---------- Exercise inputs ----------

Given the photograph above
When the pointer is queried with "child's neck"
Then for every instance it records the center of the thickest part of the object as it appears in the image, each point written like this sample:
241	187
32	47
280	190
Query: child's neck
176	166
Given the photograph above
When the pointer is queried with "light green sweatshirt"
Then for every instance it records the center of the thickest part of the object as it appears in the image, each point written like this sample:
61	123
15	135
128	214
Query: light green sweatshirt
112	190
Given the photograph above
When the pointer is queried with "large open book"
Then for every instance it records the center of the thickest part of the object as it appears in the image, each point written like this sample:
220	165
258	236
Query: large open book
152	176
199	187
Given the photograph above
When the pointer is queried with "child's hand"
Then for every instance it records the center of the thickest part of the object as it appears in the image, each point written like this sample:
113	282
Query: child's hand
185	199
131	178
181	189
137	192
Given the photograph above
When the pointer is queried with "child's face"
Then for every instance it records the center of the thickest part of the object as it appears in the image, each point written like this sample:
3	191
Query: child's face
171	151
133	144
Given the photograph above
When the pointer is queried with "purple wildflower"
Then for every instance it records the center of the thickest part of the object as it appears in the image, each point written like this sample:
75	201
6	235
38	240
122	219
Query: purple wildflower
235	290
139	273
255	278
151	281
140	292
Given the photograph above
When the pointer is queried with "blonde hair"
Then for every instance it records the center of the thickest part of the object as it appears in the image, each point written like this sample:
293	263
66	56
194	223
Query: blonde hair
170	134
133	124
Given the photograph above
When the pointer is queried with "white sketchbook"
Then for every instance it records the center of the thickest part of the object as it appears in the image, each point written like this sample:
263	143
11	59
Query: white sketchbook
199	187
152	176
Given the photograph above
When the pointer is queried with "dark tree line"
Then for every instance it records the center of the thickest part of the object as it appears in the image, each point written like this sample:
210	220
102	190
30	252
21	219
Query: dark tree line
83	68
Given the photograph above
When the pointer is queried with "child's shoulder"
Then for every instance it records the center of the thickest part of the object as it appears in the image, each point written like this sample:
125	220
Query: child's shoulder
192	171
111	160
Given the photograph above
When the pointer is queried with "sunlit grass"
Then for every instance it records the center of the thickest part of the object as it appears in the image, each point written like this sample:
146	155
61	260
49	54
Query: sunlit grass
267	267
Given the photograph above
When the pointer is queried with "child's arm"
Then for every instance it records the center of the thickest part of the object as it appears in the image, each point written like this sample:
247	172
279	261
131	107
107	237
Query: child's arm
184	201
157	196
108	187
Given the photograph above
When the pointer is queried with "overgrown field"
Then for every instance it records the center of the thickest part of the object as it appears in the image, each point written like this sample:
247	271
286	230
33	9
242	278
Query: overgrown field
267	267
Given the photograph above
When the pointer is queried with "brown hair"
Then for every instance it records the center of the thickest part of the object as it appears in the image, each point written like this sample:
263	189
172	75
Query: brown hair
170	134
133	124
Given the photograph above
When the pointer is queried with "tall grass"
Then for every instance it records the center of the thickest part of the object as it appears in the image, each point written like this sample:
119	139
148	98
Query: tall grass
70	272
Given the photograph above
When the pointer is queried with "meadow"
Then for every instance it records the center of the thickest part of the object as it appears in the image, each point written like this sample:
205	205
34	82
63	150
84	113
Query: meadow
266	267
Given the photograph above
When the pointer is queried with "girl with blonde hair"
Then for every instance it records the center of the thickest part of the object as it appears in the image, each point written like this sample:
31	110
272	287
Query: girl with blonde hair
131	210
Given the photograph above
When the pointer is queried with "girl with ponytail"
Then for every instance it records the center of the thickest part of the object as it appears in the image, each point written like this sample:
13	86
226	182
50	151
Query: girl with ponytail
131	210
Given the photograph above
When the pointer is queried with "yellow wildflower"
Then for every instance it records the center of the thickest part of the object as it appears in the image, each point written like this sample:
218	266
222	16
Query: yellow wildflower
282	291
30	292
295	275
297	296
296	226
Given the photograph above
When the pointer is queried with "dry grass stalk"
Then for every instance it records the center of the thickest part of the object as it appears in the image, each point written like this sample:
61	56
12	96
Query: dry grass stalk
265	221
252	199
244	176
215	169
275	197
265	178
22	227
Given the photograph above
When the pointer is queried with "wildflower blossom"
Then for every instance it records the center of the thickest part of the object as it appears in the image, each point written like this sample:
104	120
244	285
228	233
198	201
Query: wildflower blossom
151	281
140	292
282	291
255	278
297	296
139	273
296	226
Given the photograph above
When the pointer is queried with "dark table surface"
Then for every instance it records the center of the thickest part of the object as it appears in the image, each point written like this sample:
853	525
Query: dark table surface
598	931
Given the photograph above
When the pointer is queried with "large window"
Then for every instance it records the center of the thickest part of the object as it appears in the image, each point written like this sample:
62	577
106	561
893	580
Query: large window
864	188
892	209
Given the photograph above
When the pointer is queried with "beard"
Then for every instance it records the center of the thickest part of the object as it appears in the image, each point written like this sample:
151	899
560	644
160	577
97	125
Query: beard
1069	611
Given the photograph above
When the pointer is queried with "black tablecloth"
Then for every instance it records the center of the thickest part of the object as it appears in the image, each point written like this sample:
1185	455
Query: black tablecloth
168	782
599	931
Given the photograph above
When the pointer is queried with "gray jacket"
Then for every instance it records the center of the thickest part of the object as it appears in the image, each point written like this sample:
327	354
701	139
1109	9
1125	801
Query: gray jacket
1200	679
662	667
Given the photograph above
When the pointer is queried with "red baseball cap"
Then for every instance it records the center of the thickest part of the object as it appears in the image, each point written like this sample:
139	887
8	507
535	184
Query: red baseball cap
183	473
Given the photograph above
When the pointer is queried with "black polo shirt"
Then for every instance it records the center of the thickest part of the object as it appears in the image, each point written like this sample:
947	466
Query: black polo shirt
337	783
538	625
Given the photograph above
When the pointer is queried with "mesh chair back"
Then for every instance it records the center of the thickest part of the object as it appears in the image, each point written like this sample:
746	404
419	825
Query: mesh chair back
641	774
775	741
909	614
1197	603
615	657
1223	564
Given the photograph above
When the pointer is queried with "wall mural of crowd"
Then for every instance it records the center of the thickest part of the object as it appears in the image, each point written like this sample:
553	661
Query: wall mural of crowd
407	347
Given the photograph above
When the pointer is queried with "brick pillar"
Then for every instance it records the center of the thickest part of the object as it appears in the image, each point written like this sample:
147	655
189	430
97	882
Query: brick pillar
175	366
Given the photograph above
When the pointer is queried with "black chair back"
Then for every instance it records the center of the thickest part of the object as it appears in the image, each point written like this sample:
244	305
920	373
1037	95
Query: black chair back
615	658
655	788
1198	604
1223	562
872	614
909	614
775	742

----------

> [What needs to be done]: Quote each line of the listing above exactly.

> [Finished exercise]:
Given the photograph above
When the pointer is queried with "child's neck"
Then for every instance it records the center of the thickest part of the object as it appears in the image, each point written like this sample:
241	187
32	47
280	190
Query: child's neck
176	166
Given the photograph above
When the pointer is queried with "light green sweatshirt"
Then for every instance it records the center of the thickest part of the object as it appears in the image, each point written like this sample:
61	123
15	135
128	214
Query: light green sweatshirt
112	190
Given the photograph above
When the pointer is queried with "large open book"
Then for every instance it records the center of the thickest part of the object as it appears in the image, each point written like this sample:
220	165
258	236
Query: large open book
152	176
199	187
Given the photograph above
When the pointer is queried with "child's hand"
Then for every instance it records the center of the thickest part of the object as it appears in the image, each point written like this sample:
113	282
Query: child's hand
185	199
131	178
181	189
137	192
Given the photograph above
When the pointer is queried with "child's face"
Then for every instance it records the center of the thickest part of the object as it appears in the image, each point written like this sample:
3	191
Query: child's face
171	151
133	144
Given the photograph above
When the pointer is queried with "purple wildflower"
Then for every instance it records the center of the thickest part of the object as it appears in the image, each point written like this sample:
75	201
6	235
38	240
122	219
Query: purple wildflower
235	290
139	273
255	278
151	281
140	292
Given the photograph above
When the pointer is queried with "blonde hair"
Then for every instance it records the center of the thickest part of the object as it appears in the image, each point written like this sample:
293	263
66	56
194	223
Query: blonde hair
170	134
133	124
Given the photograph above
When the pointer is queried with "white sketchbook"
Then for every instance it records the center of the thickest part of the object as it appears in the image, each point written like this sample:
263	143
11	59
Query: white sketchbook
199	187
152	176
Given the photograph above
When the pointer is queried with "dark tree line"
Then for every instance it records the center of the thickest part of the object as it appears in the image, each point written like this sample:
210	220
102	190
30	252
21	219
Query: dark tree line
83	68
Given the photograph above
When the pointer is queried with "child's shoulder"
Then for every instance it records the center of the thickest part of the object as it appears in the image, each point written like this sample:
125	220
Query: child's shoulder
192	171
111	160
Given the photograph above
When the pointer is queried with "sunlit grass"
Then for every instance it records the center of the thickest part of the object as it appears in the image, each point written like this sample:
146	155
61	260
49	54
Query: sunlit grass
267	267
Given the photograph above
When the pointer is queried with "child's arm"
Then for every instance it records the center of the thickest part of the object as it appears in the image, each point written like this sample:
247	172
279	261
131	107
107	237
Query: child's arm
184	201
157	196
108	187
Given the photograph above
When the pointer is queried with "overgrown field"
Then for every instance it records the center of the thickest part of the object as it appears in the image, each point written like this sample:
247	271
286	230
33	9
242	278
Query: overgrown field
267	267
Given the photograph above
When the pointer is queried with "brown hair"
Then for every instance it records the center of the thickest part of the object as it appears in the image, each point written like this sample:
263	189
172	75
Query: brown hair
170	134
133	124
Given the photograph above
When the pointer is queried with "tall grass"
Then for every instance it records the center of the thickest part of the object as it appears in the image, each point written like this sample:
119	139
148	98
Query: tall grass
70	272
Given the photograph above
When the pointer is queried with "meadow"
Then for every instance it records the center of the thickest part of the object as it appears in the image, each point written like this sample:
205	205
34	82
63	150
84	113
Query: meadow
266	267
Given the photograph above
When the pointer is queried with "girl with blonde hair"
Then for every instance it records the center of the thickest part of the object as it appears in the image, each point written like this sample:
31	110
272	287
Query: girl with blonde hair
131	210
Given the photograph above
When the pointer is queried with "girl with ponytail"
Then for every instance it records the center of the thickest part of the object as it appears in the image, each point written like this sample:
13	86
226	182
50	151
Query: girl with ponytail
131	210
Given the photograph above
When the pointer is queried with "yellow wildflower"
Then for every instance it records the center of the thickest part of the object as it appears in the image, each point written like this sample:
218	266
222	16
Query: yellow wildflower
282	291
30	292
295	275
297	296
296	226
Given the photograph above
When the pointer is queried with "dry grass stalk"
Then for every instance it records the center of the thickest part of the object as it appears in the image, each point written like this sample:
61	56
12	96
Query: dry grass stalk
265	221
252	199
244	176
215	169
275	197
265	178
22	227
Given the photograph above
When the pointer is queried with "wildflower blossom"
Then for every instance it records the center of the thickest part of the object as it appears in the image, each point written like this sample:
104	120
244	285
228	233
198	201
Query: wildflower blossom
151	281
140	292
282	291
255	278
297	296
139	273
296	226
Given the photograph above
When the pointer is queried with "dark table surface"
Then for every instance it records the center of the thickest part of the object as it appears in the image, each point written like this sample:
853	525
Query: dark table surface
598	931
Given the photograph above
When the pointer is queried with "large window"
Then for every instance it records the center of the thickest part of the object as it appears in the image, each point written like this sample:
62	577
106	561
893	580
Query: large window
864	188
892	209
Given the photograph above
When the pointer is queried with "beard"
Then for every instance it records the center of the thickest part of the object as it appears in the image, each point written like this sample:
151	899
560	644
160	577
97	125
Query: beard
1069	611
Given the photograph above
When the pointer is queried with "black tablecloth"
Then for every instance it records the center of the thickest part of the object as it appears in the image, each point written like this sample:
1185	455
Query: black tablecloth
168	782
599	931
Given the photograph above
When the pointer is queried with "gray jacket"
Then for every instance it records the center of the thickest part of the object as it appears in the image, each point written like this sample:
327	354
701	139
1109	9
1125	801
Query: gray jacket
1200	679
662	667
Given the photograph above
When the pointer is queried with "red baseball cap"
Then for every instance it records the center of the thickest part of the object as it appears in the image, each point written like this sample:
139	887
8	507
535	184
Query: red baseball cap
183	473
Given the photograph above
When the pointer is queried with "black polo shirt"
Then for every instance it records the center of the thickest part of the object as it appears in the image, each point written like this sample:
947	466
Query: black polo shirt
337	783
538	625
Given the photograph above
When the pointer is queried with "mesh chair back"
Then for every instance it records the center of the thickest part of the object as it appears in the image, each point written like this sample:
746	404
419	825
Query: mesh chair back
641	774
775	741
909	614
1197	603
615	657
1223	564
Given the photograph above
When the pointer is queried with "wall mural of crowd"
Then for every instance it records the center of the thickest part of the object as it appears in the image, each point written like this sample:
553	661
Query: wall mural of crowd
407	347
Given the photograph above
When the pointer is queried with "brick pillar"
Then for every instance it records the center of the thickest part of the object as it appears in the image, each point written like this sample:
147	655
189	430
97	882
Query: brick pillar
175	366
Given the photograph above
When the pointer is queried with "black chair back"
Then for every instance it records the center of the thickest part of the object as it appears in the image, each point written like this sample:
244	305
920	373
1037	95
Query: black chair back
615	658
655	788
1198	604
1223	562
872	614
909	614
775	742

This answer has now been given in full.